Texte du document:
┄┄┄┄┄┄
Stalin Perez Borges, dirigeant syndical et militant trotskyste de longue date, est au cœur du processus révolutionnaire au Venezuela. Il est l’un des quatre « coordonnateurs nationaux » de la nouvelle - et aujourd’hui majoritaire - centrale syndicale, l’UNT. Il est aussi membre du « comité impulseur » du nouveau parti en formation, le Parti de la révolution et du socialisme.
Peux-tu nous donner ton appréciation sur l’étape actuelle du processus au Venezuela ?
Stalin Perez Borges : Le processus révolutionnaire continue, mais les contradictions sont à l’œuvre, la corruption et l’inefficacité le minent. À l’occasion des récentes élections des conseils municipaux et conseils de quartiers, on a vu des affrontements entre les bases des partis chavistes et des secteurs dirigeants qui ont imposé bureaucratiquement leurs candidats. Pour l’instant, l’affrontement au sein du processus révolutionnaire avec ces secteurs conservateurs bureaucratiques gouvernementaux est surtout verbal. Mais nous pensons qu’il peut à l’avenir devenir beaucoup plus aigu et impliquer, surtout si l’affrontement avec l’impérialisme [1] devient plus tendu, un approfondissement considérable de la situation révolutionnaire.
Quelle est la situation au niveau syndical ?
Avec les crises du coup d’État contre Chavez [2], en avril 2002, le blocage pétrolier patronal de fin 2002-début 2003 [3] et la trahison ouverte de la vieille centrale, la CTV, les travailleurs ont compris la nécessité de prendre eux-mêmes en mains leurs organisations syndicales. C’est sur ce phénomène, à l’échelle de tout le pays, qu’une nouvelle centrale syndicale, l’Union nationale des travailleurs (UNT), s’est constituée. L’UNT s’est considérablement renforcée. C’est maintenant la centrale qui compte la majorité des organisations syndicales dans le pays. Il est difficile de chiffrer sa force réelle pour l’instant, mais nous pouvons estimer que nous sommes au-delà du million d’affiliés et que l’immense majorité des grands syndicats est affiliée à l’UNT. Au sein de la direction de l’UNT, il y a quatre tendances. Nous attendons le prochain congrès pour savoir si le secteur bureaucratique - un courant réformiste avec beaucoup de dirigeants corrompus et incompétents - est majoritaire. Il y existe aussi le courant de la « Force bolivarienne des travailleurs », qui est proche du pouvoir et qui est aussi un courant réformiste. Et puis, il y a le « courant classiste », dont beaucoup de cadres sont à l’origine de la fraîche création du Parti de la révolution et du socialisme (PRS).
┄┄┄┄┄┄
Liste des données:
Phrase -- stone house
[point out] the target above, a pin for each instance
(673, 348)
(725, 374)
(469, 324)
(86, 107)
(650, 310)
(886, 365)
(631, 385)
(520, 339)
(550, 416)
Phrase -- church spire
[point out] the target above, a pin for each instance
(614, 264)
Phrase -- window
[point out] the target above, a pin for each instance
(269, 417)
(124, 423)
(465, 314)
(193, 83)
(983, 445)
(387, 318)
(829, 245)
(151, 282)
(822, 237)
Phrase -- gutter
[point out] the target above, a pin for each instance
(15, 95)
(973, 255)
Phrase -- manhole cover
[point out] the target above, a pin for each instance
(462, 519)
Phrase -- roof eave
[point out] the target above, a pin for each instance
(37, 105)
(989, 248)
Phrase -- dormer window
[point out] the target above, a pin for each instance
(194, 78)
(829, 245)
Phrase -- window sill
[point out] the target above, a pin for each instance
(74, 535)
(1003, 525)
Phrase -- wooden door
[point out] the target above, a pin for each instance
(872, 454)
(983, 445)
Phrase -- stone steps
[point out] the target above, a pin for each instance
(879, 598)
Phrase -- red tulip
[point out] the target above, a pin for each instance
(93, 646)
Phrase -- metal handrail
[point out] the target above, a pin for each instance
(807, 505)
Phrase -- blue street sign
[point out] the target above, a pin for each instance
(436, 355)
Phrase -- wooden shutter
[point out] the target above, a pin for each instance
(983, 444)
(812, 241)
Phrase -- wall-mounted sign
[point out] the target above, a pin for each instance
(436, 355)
┄┄┄┄┄┄
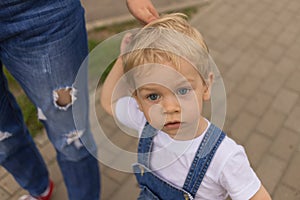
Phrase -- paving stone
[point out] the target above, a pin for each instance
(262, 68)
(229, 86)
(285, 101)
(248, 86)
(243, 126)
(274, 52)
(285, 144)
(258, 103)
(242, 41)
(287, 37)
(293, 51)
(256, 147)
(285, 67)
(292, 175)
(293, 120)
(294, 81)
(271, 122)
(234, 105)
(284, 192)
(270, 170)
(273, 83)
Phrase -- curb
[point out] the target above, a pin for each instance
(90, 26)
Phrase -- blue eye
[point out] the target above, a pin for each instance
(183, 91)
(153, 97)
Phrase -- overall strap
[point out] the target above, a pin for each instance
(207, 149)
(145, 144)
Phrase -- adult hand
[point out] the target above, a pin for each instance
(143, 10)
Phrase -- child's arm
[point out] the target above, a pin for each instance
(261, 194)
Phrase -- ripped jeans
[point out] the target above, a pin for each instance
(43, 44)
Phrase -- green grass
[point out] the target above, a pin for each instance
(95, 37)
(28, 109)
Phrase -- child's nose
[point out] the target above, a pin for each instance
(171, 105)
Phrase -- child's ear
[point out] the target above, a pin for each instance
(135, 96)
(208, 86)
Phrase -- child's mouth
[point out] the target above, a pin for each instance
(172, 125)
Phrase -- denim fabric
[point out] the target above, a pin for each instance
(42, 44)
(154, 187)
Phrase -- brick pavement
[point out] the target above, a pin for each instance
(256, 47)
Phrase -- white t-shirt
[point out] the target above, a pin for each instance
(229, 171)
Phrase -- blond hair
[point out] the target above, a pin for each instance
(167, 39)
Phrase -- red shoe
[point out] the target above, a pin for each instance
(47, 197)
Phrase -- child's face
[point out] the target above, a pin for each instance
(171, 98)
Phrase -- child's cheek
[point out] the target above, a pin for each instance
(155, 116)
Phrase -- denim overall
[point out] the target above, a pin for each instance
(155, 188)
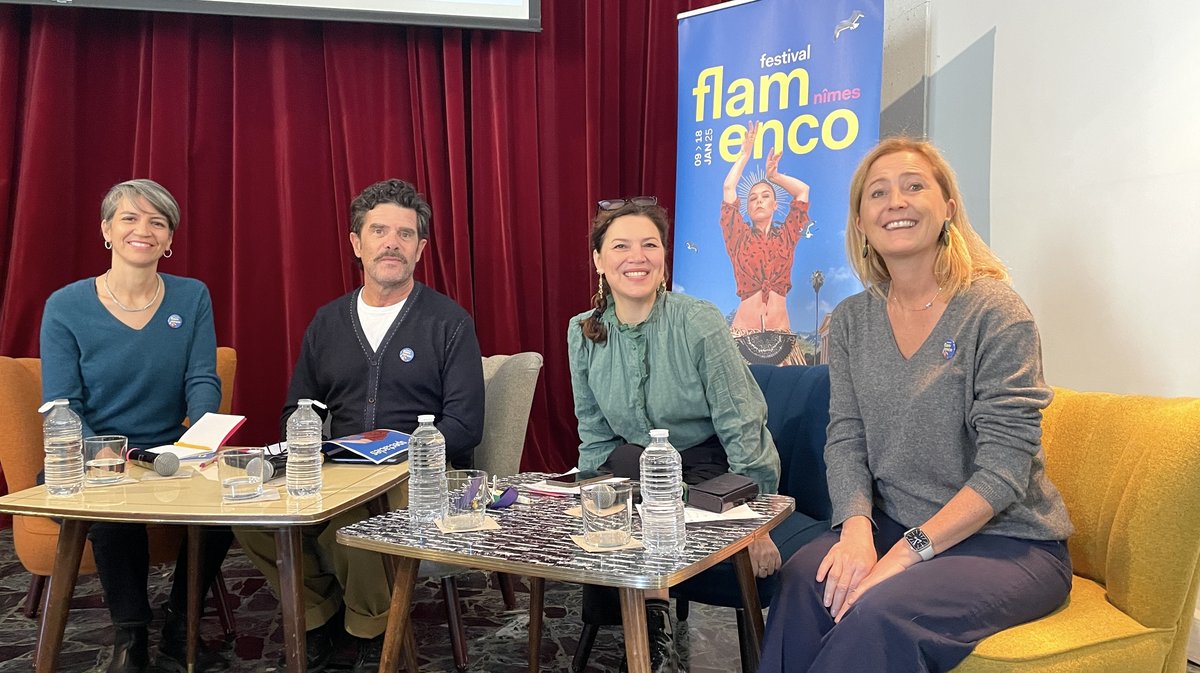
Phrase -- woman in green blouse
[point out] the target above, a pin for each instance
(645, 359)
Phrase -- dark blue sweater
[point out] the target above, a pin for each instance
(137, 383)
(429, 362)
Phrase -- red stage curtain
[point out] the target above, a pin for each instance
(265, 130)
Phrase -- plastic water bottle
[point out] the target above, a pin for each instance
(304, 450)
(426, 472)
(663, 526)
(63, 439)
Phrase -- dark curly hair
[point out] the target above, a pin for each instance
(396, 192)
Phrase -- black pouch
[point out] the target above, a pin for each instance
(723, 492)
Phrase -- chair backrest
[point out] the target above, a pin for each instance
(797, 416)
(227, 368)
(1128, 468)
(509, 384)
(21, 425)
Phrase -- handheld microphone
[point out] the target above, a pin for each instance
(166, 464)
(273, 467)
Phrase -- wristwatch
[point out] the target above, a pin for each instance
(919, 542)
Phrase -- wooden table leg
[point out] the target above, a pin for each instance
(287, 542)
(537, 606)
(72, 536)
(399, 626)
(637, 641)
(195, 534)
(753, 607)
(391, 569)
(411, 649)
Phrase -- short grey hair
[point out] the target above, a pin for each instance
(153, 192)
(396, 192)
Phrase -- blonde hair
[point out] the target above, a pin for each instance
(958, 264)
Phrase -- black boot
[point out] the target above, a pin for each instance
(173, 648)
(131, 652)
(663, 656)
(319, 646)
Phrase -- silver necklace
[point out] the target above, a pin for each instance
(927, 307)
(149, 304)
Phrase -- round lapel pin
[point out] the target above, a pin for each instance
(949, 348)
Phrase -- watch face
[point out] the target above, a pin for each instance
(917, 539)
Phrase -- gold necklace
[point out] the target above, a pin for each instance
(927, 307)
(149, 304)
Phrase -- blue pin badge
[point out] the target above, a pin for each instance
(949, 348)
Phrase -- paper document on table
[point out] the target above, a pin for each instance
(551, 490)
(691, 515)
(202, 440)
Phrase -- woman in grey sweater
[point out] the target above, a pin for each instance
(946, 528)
┄┄┄┄┄┄
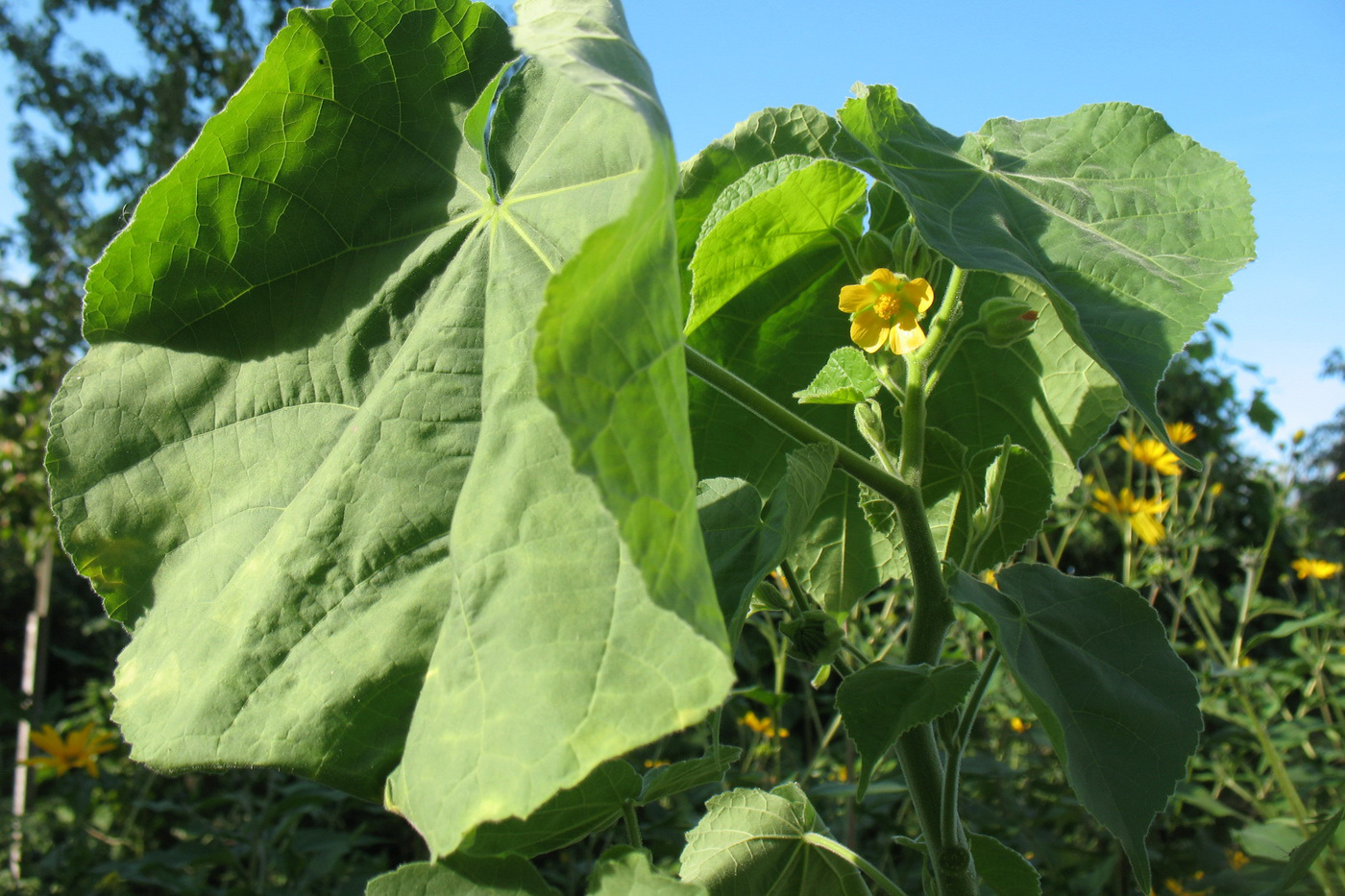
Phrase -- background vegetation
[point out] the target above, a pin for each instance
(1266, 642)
┄┄┄┄┄┄
Exercice: Prolongez l'entretien sur le processus révolutionnaire au Venezuela en reprenant juste après sa dernière phrase. Ces données proviennent d'une source différente.

Réponse à l'exercice:
Peux-tu nous en dire un peu plus sur le PRS ?
La création du PRS est une conséquence de cette bataille dans l’UNT. Dans la plupart des rencontres organisées dans tout le pays, la majorité des intervenants demandait la création d’une force distincte de celles qui, aujourd’hui, se réclament de Chavez, c’est-à-dire le MVR, le PPT, Podemos, le Parti communiste et quelques autres. Voyant cette nécessité, nous avons décidé de créer le PRS. Nous pensons que, dans la situation actuelle, les travailleurs ont besoin d’une organisation politique qui défende leurs intérêts, qui soit pour l’indépendance de classe et qui ait un projet anti-impérialiste bien défini. Au sein de notre courant syndical, certains nous reprochent ce projet. Il faut accomplir les deux tâches : la construction de l’UNT, comme centrale syndicale indépendante des partis politiques et du gouvernement, et celle d’un parti politique pour les travailleurs. La discussion de la création du PRS est actuellement menée conjointement par cinq groupes politiques distincts. D’autres organisations pourront élargir notre plate-forme politique, et nous espérons pouvoir annoncer la création officielle du PRS au début de l’année prochaine. Nous voulons programmer un congrès de fondation. Nous avons déjà un journal, Opcion socialista (« Option socialiste »).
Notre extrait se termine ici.